Your answer is the line containing "Agricultural drone survey: scan the aerial photo for wet" plus every line after it to the end of the data below, transcribed exactly and with nothing else.

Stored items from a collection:
........
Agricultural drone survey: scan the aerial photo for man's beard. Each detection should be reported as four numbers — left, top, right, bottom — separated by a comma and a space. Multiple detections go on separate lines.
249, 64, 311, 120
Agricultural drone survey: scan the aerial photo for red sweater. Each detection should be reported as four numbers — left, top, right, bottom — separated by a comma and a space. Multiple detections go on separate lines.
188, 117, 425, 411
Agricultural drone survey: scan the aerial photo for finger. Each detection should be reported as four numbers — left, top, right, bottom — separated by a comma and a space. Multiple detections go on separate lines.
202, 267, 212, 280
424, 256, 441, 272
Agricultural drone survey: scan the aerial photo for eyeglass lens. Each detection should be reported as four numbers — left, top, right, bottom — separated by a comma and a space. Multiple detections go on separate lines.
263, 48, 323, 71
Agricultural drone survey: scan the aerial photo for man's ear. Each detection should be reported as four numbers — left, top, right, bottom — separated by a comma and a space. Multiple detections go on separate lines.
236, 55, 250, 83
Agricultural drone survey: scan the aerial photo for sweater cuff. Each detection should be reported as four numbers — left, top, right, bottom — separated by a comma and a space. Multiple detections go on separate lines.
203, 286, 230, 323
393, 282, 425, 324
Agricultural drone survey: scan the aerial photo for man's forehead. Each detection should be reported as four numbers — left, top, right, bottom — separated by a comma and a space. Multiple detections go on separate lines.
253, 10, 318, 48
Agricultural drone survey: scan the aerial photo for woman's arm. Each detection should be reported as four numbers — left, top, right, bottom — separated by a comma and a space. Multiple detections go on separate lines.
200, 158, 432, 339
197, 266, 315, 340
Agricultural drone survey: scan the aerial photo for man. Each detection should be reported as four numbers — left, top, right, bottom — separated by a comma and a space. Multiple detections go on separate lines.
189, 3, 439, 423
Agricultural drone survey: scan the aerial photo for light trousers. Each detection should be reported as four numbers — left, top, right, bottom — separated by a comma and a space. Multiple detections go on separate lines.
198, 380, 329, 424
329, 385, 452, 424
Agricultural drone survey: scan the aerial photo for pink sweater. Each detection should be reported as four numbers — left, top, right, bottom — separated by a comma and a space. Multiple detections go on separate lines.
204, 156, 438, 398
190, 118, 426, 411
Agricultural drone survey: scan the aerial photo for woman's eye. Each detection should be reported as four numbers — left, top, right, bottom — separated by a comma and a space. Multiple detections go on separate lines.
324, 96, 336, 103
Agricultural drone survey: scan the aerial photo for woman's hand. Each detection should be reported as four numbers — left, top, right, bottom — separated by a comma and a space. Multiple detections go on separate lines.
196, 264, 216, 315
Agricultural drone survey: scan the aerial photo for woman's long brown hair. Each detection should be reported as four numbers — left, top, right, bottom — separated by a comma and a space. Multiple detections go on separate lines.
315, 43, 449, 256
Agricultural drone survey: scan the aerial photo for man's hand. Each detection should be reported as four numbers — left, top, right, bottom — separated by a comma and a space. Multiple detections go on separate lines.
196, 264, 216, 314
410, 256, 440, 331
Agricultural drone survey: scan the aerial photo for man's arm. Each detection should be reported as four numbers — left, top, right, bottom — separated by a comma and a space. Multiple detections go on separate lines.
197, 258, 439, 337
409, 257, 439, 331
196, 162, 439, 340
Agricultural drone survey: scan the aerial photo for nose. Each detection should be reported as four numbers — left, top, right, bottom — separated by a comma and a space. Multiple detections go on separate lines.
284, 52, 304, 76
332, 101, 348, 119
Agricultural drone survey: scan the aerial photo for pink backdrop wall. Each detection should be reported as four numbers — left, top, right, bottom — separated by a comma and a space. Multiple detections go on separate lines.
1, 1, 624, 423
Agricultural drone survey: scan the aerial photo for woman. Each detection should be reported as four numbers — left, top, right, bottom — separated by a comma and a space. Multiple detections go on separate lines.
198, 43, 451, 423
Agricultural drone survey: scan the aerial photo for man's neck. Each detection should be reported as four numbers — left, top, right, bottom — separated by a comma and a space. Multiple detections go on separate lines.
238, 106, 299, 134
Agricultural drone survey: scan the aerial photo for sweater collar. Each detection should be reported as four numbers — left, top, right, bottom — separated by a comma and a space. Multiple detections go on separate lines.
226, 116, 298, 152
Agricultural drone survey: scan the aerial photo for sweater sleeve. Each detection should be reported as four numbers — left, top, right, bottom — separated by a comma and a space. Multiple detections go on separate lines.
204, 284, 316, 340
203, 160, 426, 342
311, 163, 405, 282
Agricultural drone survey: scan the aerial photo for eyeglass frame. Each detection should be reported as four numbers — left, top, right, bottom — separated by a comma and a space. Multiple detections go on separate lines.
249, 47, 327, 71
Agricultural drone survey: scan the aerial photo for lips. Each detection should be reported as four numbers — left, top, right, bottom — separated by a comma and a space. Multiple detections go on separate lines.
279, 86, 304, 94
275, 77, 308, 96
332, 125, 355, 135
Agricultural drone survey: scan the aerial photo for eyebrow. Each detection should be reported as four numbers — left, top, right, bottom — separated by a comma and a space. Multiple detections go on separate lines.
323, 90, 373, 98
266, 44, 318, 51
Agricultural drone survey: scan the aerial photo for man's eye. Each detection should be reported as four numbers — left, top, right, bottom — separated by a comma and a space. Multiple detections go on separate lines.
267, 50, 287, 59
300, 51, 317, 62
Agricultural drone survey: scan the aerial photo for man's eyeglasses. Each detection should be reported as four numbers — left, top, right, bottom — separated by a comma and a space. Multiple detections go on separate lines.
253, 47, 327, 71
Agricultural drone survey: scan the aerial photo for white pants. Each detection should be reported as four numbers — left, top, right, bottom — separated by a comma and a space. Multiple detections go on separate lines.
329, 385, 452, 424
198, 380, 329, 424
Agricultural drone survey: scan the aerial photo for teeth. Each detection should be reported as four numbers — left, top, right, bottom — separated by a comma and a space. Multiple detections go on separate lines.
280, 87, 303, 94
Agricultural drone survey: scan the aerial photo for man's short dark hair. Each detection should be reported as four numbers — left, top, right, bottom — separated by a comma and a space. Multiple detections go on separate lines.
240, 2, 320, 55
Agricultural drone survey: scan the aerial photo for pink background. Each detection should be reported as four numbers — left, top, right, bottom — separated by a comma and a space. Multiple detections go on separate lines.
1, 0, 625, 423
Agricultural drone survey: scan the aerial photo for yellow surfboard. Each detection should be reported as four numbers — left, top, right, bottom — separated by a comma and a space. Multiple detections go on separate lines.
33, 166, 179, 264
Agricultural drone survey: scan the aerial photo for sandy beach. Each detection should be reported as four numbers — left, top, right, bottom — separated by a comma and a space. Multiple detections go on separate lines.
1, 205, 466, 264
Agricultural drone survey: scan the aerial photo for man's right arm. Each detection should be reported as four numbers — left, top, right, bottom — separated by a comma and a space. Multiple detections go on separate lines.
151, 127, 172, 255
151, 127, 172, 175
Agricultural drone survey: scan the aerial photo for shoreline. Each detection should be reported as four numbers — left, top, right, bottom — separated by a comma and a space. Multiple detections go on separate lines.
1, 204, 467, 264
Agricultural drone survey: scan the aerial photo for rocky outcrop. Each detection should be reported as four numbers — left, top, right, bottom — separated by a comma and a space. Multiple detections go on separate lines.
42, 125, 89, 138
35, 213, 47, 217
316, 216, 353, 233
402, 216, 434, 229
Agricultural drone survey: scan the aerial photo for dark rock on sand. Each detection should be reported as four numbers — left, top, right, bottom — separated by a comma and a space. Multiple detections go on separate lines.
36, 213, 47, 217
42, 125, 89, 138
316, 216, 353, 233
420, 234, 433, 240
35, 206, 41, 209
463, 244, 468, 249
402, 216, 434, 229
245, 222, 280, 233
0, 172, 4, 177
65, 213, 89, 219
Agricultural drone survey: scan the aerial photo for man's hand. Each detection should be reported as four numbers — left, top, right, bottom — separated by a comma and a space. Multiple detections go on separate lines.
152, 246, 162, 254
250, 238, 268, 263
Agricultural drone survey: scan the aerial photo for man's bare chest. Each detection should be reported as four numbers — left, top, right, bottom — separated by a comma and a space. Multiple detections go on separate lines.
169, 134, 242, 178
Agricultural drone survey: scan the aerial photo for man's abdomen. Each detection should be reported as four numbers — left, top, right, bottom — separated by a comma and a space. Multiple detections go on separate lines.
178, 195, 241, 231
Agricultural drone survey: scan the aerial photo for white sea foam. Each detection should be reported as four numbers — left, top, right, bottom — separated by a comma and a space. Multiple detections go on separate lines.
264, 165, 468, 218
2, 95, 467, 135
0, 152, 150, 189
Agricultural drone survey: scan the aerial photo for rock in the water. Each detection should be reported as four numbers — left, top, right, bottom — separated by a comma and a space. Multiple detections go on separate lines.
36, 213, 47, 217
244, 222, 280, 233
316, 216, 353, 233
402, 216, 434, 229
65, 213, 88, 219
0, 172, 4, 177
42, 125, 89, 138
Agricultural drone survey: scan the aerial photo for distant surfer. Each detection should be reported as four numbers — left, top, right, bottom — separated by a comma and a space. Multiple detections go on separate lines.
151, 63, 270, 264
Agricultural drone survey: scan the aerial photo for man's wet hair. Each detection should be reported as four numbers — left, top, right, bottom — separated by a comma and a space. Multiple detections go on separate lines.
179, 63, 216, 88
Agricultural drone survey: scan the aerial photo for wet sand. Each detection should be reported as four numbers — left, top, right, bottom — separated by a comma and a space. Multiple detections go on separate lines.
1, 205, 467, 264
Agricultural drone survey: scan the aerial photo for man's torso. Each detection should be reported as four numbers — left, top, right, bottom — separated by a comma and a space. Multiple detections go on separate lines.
........
Problem solution
Agricultural drone survey: scan the aerial photo for wet sand. Each detection should be reported as four numbers — left, top, right, bottom — separated by a comma and a space. Multiple detections go on separate lines.
1, 205, 467, 264
Agricultural drone survey: scan the aerial photo for man's torso. Each detection should be reported as four numbers — left, top, right, bottom — separated by a comma and a space. Multiple detections go on separate lines.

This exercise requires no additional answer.